__ACTIVITY__
Copy out all the lines in the records that include the word "rough".

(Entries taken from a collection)

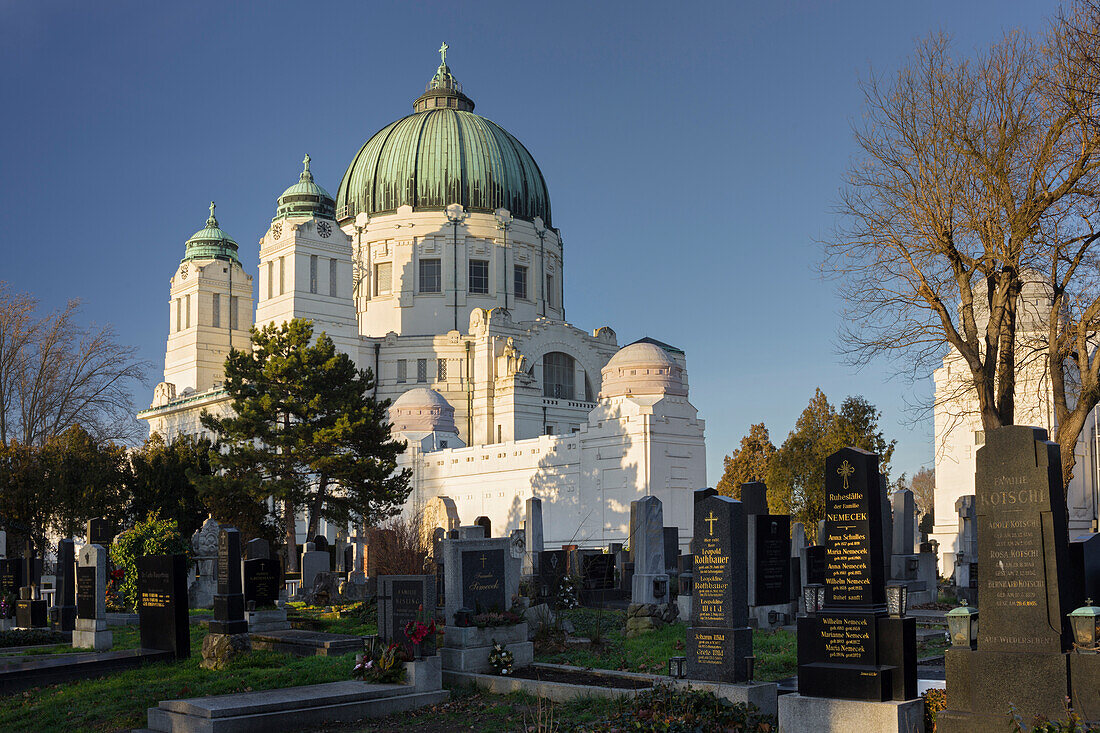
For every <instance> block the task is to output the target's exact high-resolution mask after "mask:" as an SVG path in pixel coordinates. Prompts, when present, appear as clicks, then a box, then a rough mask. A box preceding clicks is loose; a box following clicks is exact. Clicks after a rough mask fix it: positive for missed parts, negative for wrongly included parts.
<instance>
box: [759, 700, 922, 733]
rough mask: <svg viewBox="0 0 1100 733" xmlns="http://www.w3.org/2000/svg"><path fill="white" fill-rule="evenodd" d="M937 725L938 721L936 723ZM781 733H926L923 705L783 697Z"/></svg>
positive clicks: (895, 701)
mask: <svg viewBox="0 0 1100 733" xmlns="http://www.w3.org/2000/svg"><path fill="white" fill-rule="evenodd" d="M937 725H938V720H937ZM779 731H780V733H809V732H810V731H813V733H849V732H850V731H875V733H924V701H923V700H921V699H920V698H917V699H915V700H904V701H898V700H887V701H884V702H873V701H868V700H843V699H838V698H812V697H806V696H803V694H798V693H794V694H784V696H781V697H780V698H779Z"/></svg>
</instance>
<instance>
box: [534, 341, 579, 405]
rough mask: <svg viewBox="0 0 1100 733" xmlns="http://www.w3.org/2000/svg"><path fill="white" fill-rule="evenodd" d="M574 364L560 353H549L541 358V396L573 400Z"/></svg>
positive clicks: (575, 368)
mask: <svg viewBox="0 0 1100 733" xmlns="http://www.w3.org/2000/svg"><path fill="white" fill-rule="evenodd" d="M574 364H575V362H574V360H573V358H572V357H570V355H569V354H568V353H562V352H561V351H551V352H550V353H548V354H547V355H544V357H542V394H543V395H546V396H547V397H560V398H562V400H573V398H574V397H575V389H574V384H573V382H574V373H575V371H576V366H575V365H574Z"/></svg>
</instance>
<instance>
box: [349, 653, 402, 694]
mask: <svg viewBox="0 0 1100 733" xmlns="http://www.w3.org/2000/svg"><path fill="white" fill-rule="evenodd" d="M405 661H408V658H407V657H406V655H405V650H404V649H401V647H400V645H399V644H390V645H389V646H387V647H386V648H385V649H383V650H382V653H381V654H379V655H378V656H377V657H374V658H368V657H367V656H366V655H363V654H356V655H355V666H354V667H353V668H352V670H351V676H352V678H353V679H361V680H363V681H364V682H373V683H375V685H395V683H397V682H404V681H405V666H404V664H403V663H405Z"/></svg>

__THE COMPLETED TASK__
For every <instance> block the task is to output the target's exact high-resolution mask after "mask:" as an SVG path in pixel coordinates. Prompts, when present, appear as clicks, then a box, then a rough mask. A box preceding clicks is loose; a box following clicks is exact. Clicks after a rough mask fix it: positive for missed parts, negative for wrongly included parts.
rough mask: <svg viewBox="0 0 1100 733" xmlns="http://www.w3.org/2000/svg"><path fill="white" fill-rule="evenodd" d="M937 725L938 721L936 723ZM781 733H926L923 705L783 697Z"/></svg>
rough mask: <svg viewBox="0 0 1100 733" xmlns="http://www.w3.org/2000/svg"><path fill="white" fill-rule="evenodd" d="M574 364L560 353H549L541 358V396L573 400Z"/></svg>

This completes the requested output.